▶ _STUDY MATERIAL_

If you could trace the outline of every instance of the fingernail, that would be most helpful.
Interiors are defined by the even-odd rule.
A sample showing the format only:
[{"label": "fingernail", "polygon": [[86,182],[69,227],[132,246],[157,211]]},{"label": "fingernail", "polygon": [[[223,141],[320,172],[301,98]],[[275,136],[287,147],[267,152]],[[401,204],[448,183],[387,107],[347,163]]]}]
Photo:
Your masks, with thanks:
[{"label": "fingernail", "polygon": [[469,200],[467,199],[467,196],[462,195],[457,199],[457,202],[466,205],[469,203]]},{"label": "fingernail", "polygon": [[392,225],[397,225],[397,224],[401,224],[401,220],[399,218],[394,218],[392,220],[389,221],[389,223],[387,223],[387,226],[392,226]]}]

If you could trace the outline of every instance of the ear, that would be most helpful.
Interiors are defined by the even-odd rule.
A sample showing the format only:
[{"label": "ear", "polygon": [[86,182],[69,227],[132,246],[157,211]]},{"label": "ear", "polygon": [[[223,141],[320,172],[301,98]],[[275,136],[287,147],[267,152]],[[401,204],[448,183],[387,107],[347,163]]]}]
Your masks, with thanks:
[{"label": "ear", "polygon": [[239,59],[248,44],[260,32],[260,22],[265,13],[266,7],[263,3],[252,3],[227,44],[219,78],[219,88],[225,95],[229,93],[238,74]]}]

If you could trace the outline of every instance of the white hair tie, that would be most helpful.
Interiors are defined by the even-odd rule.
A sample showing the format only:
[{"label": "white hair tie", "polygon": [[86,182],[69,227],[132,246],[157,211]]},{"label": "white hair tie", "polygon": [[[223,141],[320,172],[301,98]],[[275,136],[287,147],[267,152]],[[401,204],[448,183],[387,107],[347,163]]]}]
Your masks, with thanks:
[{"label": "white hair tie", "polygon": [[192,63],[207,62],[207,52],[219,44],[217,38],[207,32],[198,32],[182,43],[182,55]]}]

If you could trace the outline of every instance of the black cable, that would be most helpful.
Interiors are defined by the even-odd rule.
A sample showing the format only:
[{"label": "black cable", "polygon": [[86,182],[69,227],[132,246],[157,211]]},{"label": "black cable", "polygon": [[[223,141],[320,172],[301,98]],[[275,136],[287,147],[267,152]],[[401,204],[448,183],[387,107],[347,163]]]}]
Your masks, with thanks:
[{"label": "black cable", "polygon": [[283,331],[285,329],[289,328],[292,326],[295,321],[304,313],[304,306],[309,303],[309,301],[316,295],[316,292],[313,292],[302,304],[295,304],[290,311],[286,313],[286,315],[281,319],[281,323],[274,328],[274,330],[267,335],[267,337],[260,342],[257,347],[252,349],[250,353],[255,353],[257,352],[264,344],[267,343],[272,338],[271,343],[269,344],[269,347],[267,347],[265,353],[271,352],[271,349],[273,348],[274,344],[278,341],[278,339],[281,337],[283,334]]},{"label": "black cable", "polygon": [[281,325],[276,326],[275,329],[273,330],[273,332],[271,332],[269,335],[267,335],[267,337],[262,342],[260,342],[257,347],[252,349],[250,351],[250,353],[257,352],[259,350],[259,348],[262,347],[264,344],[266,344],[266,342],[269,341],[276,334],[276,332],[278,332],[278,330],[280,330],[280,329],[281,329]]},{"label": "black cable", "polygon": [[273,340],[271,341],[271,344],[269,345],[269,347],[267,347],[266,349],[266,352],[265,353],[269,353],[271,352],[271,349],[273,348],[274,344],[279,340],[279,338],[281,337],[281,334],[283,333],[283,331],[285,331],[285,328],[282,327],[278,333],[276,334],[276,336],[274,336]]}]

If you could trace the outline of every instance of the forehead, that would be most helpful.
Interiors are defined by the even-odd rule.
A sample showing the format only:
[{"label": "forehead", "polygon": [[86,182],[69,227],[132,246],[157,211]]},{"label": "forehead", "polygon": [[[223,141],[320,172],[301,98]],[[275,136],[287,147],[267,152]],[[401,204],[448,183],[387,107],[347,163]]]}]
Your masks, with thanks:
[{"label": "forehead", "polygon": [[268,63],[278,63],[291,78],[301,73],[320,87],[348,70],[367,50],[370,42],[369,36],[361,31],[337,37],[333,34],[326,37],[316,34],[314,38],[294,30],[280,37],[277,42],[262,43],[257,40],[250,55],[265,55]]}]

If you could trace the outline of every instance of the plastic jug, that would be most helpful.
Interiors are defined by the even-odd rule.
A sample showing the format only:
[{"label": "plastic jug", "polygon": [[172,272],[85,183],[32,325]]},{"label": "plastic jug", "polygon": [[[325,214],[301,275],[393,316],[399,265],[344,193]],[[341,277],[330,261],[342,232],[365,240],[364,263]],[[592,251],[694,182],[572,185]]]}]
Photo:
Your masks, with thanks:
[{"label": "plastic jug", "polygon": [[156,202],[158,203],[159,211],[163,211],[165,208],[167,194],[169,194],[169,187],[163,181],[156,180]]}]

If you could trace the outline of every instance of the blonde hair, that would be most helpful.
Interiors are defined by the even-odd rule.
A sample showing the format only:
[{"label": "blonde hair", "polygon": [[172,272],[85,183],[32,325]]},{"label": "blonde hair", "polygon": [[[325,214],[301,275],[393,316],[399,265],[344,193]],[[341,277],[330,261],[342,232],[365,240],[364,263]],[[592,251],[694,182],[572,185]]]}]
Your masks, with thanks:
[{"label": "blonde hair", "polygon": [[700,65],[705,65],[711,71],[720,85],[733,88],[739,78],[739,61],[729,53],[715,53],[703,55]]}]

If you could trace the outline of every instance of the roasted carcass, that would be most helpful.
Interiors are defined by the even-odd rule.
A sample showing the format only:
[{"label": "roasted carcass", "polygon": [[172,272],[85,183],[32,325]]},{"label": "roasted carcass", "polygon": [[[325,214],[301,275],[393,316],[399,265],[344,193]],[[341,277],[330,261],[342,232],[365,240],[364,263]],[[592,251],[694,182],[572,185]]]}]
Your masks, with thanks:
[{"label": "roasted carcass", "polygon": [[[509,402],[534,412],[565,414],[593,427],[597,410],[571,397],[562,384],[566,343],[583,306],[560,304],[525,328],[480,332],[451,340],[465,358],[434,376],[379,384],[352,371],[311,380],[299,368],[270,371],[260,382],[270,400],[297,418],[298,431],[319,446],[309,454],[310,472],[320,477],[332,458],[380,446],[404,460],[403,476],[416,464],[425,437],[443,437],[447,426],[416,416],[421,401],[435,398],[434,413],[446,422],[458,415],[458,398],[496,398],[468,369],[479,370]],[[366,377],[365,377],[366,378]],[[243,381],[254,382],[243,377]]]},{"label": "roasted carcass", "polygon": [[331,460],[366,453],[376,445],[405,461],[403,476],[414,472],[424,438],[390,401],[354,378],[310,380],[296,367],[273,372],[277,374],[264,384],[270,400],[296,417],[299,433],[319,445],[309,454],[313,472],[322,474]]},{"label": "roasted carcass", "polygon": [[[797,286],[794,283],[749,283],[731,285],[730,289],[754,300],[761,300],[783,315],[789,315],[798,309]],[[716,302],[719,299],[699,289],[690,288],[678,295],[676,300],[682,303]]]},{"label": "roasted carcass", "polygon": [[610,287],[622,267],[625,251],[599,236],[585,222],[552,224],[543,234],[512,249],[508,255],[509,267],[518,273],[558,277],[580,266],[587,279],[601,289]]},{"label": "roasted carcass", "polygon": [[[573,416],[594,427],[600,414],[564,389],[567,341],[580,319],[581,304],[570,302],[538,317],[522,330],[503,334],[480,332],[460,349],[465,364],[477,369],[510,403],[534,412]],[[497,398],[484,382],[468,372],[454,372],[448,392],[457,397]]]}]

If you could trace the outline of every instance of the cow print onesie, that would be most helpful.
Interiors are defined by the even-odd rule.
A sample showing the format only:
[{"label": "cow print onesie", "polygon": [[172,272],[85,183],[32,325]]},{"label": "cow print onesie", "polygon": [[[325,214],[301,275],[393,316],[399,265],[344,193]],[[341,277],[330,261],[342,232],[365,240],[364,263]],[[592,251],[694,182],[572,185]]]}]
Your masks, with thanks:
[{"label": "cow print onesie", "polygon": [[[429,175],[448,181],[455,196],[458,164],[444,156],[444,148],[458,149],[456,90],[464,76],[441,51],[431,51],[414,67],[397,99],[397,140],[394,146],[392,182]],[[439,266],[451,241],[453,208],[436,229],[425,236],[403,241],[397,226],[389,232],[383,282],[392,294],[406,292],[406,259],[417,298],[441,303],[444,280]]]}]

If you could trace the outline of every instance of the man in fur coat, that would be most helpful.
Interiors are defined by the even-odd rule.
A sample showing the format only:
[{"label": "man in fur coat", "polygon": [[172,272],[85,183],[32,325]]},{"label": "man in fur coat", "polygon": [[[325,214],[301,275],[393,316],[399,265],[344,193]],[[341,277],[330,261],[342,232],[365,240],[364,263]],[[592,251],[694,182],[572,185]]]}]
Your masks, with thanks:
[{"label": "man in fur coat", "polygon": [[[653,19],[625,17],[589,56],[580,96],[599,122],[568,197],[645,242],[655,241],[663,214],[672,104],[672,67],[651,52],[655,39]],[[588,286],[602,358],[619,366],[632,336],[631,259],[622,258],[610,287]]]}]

▶ _GOAL OF THE EXERCISE_
Copy out, from the data above, each line where the string "most" is present.

▶ _RESULT_
If you could trace the outline of every instance of the fingernail, that would be most helpful.
If you could trace the outline of every instance of the ear, that would be most helpful.
If you could trace the outline of every instance of the white hair tie, that would be most helpful.
If you could trace the outline of every instance of the black cable, that would be most helpful.
If you could trace the outline of every instance of the forehead, that would be most helpful.
If you could trace the outline of every instance of the plastic jug, that would be most helpful.
If you could trace the outline of every instance of the blonde hair, that would be most helpful.
If you could trace the outline of every instance of the roasted carcass, that would be most helpful.
If you could trace the outline of every instance of the cow print onesie, that would be most helpful.
If you could trace the outline of every instance of the man in fur coat, that would be most helpful.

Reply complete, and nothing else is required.